**Problem description**. State yes or no for whether each statement agrees with the passage on EU-Mercosur trade, and quote the passage's deciding words: 1. Tariffs the EU faces in Mercosur on agriculture are about 13 percent. 2. In the example where all tariffs are removed, consumers would pay higher prices. 3. Mercosur's exports to the EU are mainly agricultural products.

The EU’s loss of relative position as a trading partner for Mercosur might have been mitigated were Mercosur’s and the EU’s trade barriers not so high. Tariffs faced by the EU in Mercosur are about 13 percent for agriculture and 10 percent for non-agriculture (manufacturing and mining), all trade-weighted. Mercosur’s exports to the EU are mainly manufacturing and mining, which face a combined tariff of around just 1 percent, but also include a significant share of agricultural products, which face a combined tariff of around 8 percent. We estimate that EU exporters pay about $4.4 billion in tariffs to Mercosur while Mercosur exporters pay about $1.6 billion[5] in tariffs to the EU.

Quantifiable gains

To evaluate the potential gains from the EU-Mercosur FTA we can use a simple example. This example is intended to underscore the importance of ambition in resource reallocation for the FTA to work, and it also sheds light on the important distributional effects of the FTA. Assume that when all tariffs are removed, exporters do not reduce prices but capture all the tariff reduction in increased profits. This is not entirely farfetched, since exporters can enjoy monopoly positions (such as quota rents) or face a very inelastic demand curve for their products. The assumption that exporters do not reduce prices implies that there is no resource reallocation and there are no net gains from trade as a whole, only redistribution of existing gains because of the reduction in tariffs. In that case, the gains to EU exporters amount to 0.026 percent of EU GDP, while the gains to Mercosur exporters amount to 0.6 percent of Mercosur GDP. Proportional to GDP, the gains to Mercosur are about 2.3 times greater than the gains to the EU, reflecting the greater importance to Mercosur of trade with the much larger EU economy, and despite Mercosur tariffs being higher than EU tariffs. However, the absolute gains for the EU are greater because it pays more tariffs to Mercosur than Mercosur does to the EU. So, without reallocation of resources, Mercosur is a net loser from the agreement to the tune of about $2.8 billion, or about 1 percent of GDP. Additionally, the agreement would also have sharp domestic distributional consequences, with governments losing tariff revenue, consumers not affected (since prices do not change) and gains accruing primarily to EU manufacturers and, most of all, to agricultural producers in Mercosur whose profitability, expressed as the return on capital and land, could increase very significantly[6], even as the Mercosur economies lose on aggregate.

**Data**.

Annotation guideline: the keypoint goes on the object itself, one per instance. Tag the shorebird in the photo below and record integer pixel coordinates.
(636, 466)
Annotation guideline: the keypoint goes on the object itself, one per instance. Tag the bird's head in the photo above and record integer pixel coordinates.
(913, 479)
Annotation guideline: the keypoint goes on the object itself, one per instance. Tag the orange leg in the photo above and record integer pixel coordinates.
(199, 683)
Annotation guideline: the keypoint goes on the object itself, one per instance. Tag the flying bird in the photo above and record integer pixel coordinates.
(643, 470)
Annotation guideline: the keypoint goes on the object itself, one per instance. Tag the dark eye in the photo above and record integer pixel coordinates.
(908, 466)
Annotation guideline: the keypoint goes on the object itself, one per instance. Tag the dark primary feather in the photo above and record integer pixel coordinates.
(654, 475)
==
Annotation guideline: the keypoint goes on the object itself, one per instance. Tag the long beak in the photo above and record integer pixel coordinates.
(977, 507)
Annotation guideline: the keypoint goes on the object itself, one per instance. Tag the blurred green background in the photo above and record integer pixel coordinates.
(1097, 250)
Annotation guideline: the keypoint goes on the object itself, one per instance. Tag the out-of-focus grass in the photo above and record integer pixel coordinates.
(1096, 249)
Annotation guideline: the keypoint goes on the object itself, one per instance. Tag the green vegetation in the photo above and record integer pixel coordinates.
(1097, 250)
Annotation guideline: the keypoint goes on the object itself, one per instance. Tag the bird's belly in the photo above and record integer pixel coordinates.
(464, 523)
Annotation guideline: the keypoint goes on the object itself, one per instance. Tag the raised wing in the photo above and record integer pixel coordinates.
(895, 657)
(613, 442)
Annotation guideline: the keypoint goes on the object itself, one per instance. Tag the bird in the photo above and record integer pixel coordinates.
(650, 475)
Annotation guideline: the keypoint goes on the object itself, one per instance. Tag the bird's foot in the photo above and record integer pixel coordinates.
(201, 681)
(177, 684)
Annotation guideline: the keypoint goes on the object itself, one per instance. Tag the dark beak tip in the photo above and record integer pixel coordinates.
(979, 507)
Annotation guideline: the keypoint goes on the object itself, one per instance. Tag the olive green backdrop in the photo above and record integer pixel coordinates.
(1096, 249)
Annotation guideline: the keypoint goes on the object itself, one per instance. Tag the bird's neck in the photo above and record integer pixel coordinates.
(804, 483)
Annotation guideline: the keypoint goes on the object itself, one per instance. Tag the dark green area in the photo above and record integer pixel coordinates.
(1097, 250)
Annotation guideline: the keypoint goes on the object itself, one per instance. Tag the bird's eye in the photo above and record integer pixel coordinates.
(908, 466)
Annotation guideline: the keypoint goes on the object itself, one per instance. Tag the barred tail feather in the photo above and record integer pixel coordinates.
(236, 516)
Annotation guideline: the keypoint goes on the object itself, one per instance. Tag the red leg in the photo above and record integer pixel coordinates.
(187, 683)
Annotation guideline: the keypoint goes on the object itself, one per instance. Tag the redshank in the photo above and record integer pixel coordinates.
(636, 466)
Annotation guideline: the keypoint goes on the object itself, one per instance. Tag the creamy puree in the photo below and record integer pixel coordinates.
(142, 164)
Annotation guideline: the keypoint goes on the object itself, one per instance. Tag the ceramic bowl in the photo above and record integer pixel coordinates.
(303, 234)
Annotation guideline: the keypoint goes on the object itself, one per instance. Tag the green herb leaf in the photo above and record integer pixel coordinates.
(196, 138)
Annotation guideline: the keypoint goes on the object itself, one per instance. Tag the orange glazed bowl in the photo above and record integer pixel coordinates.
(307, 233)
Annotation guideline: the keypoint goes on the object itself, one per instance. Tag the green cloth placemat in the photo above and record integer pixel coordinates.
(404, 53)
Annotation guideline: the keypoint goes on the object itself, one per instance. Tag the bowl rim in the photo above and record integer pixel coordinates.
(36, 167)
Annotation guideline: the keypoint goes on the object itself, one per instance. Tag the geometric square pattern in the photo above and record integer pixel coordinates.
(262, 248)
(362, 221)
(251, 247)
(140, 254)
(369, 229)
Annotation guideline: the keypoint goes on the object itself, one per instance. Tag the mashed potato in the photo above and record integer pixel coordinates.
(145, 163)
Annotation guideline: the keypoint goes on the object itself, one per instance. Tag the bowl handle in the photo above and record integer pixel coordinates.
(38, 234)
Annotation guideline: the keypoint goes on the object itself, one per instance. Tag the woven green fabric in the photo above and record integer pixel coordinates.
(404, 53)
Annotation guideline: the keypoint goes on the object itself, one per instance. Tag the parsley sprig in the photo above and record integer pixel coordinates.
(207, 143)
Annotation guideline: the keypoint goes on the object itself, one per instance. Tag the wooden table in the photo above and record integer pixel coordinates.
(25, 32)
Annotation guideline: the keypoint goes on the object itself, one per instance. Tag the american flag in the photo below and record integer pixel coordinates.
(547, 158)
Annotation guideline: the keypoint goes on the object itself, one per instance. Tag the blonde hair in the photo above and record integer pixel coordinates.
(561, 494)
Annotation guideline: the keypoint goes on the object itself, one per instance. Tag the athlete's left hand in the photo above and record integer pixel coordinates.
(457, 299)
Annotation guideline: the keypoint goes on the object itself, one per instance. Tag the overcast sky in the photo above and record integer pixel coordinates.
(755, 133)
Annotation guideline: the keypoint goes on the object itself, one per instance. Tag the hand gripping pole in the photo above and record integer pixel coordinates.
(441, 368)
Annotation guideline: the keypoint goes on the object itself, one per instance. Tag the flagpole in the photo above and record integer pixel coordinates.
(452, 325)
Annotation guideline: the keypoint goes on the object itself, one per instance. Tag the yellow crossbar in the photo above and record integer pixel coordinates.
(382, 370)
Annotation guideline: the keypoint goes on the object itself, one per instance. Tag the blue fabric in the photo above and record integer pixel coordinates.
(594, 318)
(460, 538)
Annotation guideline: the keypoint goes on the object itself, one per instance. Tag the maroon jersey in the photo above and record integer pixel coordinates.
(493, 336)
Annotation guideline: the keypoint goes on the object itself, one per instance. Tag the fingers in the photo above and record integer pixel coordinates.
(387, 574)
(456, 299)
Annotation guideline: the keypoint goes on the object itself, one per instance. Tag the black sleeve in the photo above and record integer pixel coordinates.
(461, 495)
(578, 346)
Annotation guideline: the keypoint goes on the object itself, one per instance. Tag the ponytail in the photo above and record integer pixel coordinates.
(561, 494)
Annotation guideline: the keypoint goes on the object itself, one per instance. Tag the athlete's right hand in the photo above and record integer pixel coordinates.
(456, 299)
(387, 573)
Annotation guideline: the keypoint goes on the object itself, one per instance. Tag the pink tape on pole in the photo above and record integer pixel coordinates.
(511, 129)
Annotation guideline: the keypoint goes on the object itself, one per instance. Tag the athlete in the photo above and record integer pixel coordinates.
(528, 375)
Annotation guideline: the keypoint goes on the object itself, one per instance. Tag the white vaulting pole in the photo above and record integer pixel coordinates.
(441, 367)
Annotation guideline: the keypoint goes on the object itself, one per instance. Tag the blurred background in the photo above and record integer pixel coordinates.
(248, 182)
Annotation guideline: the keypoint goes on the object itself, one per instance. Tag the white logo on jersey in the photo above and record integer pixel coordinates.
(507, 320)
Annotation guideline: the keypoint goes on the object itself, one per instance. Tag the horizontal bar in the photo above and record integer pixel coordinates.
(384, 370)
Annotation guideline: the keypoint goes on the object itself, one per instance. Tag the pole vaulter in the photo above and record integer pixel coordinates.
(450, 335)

**Full response**.
1. Yes: "Tariffs faced by the EU in Mercosur are about 13 percent for agriculture"
2. No: "consumers not affected (since prices do not change)"
3. No: "Mercosur’s exports to the EU are mainly manufacturing and mining"